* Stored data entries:
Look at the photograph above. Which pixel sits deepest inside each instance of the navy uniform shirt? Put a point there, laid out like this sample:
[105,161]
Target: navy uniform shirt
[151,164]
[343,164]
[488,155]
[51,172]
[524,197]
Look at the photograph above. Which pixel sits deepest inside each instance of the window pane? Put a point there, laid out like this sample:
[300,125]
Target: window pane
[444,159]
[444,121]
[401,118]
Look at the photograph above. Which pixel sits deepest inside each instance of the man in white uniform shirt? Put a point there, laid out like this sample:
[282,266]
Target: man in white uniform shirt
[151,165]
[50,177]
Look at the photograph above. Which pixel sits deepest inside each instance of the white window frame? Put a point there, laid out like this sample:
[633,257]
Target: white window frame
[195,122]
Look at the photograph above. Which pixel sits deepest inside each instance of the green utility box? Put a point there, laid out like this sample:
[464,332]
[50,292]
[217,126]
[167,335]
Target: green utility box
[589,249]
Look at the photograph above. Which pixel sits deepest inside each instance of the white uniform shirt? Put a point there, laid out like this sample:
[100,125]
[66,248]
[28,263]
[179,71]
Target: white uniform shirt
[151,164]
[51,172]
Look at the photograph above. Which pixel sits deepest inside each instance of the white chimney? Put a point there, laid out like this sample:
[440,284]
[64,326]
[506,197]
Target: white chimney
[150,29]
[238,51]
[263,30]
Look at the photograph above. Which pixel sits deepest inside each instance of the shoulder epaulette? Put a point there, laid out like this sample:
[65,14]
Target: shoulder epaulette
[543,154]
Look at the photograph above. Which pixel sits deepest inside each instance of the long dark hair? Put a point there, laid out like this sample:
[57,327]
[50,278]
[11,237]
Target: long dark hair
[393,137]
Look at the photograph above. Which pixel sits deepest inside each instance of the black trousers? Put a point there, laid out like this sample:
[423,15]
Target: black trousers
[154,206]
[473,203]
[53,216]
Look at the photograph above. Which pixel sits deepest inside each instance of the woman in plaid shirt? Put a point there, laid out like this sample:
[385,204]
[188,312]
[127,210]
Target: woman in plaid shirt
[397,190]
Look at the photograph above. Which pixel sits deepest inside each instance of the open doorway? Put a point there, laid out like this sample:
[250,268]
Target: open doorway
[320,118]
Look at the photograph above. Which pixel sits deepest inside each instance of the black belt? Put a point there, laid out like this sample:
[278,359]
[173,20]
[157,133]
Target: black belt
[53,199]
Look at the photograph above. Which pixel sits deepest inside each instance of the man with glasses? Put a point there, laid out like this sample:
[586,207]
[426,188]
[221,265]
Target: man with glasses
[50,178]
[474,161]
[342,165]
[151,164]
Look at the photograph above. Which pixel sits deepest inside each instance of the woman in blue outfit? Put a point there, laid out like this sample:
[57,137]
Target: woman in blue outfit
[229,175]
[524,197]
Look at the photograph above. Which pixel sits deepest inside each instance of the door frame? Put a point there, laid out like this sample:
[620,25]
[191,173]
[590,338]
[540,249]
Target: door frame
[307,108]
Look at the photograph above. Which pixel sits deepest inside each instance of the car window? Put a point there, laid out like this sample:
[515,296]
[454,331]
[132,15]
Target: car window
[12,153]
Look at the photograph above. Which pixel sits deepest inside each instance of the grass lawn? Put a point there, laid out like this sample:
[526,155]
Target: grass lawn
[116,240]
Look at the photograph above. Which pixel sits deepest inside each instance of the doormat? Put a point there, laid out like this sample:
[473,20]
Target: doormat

* WHAT NEEDS TO BE DONE: The response should contain each record above, retyped exactly.

* ANSWER BOX:
Look at the photograph above. Which pixel sits deepest inside each instance of the navy uniform shirt? Put a point there, laid out like this sample:
[105,161]
Target: navy uniform shirt
[151,164]
[343,164]
[488,155]
[51,172]
[524,197]
Look at the photograph above. Which pixel sits deepest inside each instance of the window pane? Put a point there, laid out like this sample:
[300,125]
Target: window pane
[444,159]
[444,121]
[401,118]
Look at the photograph above. Which pixel sits deepest inside each instance of the man in white uniform shirt? Put a point there, laid out like this sample:
[282,266]
Target: man in white uniform shirt
[151,165]
[50,177]
Look at the photograph above. Which pixel sits deepest inside each instance of the white window frame? Put a point there, laid out like this sample:
[633,257]
Target: white window frame
[195,122]
Look at the photograph above. Which pixel sits deepest inside each instance of the green utility box? Put a point there, laid out like this sample:
[464,332]
[50,292]
[217,126]
[167,335]
Target: green utility box
[589,249]
Look at the photograph above. Which pixel sits deepest inside each instance of the white uniform shirt? Put a point there, laid out like this sample:
[100,125]
[66,248]
[28,263]
[179,71]
Target: white uniform shirt
[151,164]
[51,172]
Look at the photograph above. Which pixel sits deepest inside each instance of the white chimney? Put a point there, laid out like this sample:
[440,284]
[64,326]
[506,197]
Target: white chimney
[150,29]
[238,51]
[263,30]
Look at the photograph above. Which pixel sits deepest inside each instance of the shoulder epaulette? Put a point there, laid out like this sample:
[65,14]
Target: shoulder epaulette
[543,154]
Look at the photograph above. Which pixel sits deepest inside each instance of the long dark hair? Put a point there, laid out like this sample:
[57,327]
[50,278]
[11,237]
Target: long dark hair
[393,137]
Look at the photograph above. Which pixel sits deepest inside each instance of the black trousers? Put a point there, laid out like this sample:
[423,15]
Target: black trousers
[154,206]
[473,203]
[53,216]
Look at the photograph above. Which pixel sits deepest inside each instance of the woman in plaid shirt? Put a point there, laid out like this sample:
[385,204]
[188,312]
[127,210]
Target: woman in plaid shirt
[397,190]
Look at the photograph above. Which pixel sits deepest inside each instance of the open doorway? Put a point there, laid out like this sample:
[250,268]
Target: open doorway
[320,118]
Look at the photograph above. Which pixel sits deepest inside each instance of the black belt? Put a point there, laid out like this sample:
[278,359]
[173,20]
[157,133]
Target: black belt
[53,199]
Look at the photograph above. Which pixel sits deepest inside each instance of the man with glasses? Put a point there, laid out like this sample:
[586,207]
[426,188]
[221,265]
Target: man with glasses
[50,178]
[474,161]
[342,165]
[151,164]
Look at the photograph above. Which pixel sits deepest inside each instance of the woman in blue outfit? Put a point there, laid out like this sample:
[57,137]
Target: woman in blue outfit
[229,175]
[524,197]
Look at the photograph above. Which pixel sits deepest inside each instance of the door frame? Put a point there, laid out like this sample:
[620,25]
[191,173]
[590,338]
[540,249]
Target: door frame
[307,108]
Look at the photograph above. Which pixel sits deepest inside each instance of the car window? Put a point there, laid out like this sample:
[515,296]
[454,331]
[132,15]
Target: car window
[12,153]
Look at the photograph above. Which pixel sits deepest inside each instance of the grass lawn? Put a point there, laid out like this sample:
[526,155]
Target: grass lawn
[116,240]
Look at the photograph above. Which pixel sits deepest inside each instance of the doormat? Put a point there, laid out like this sample:
[473,20]
Target: doormat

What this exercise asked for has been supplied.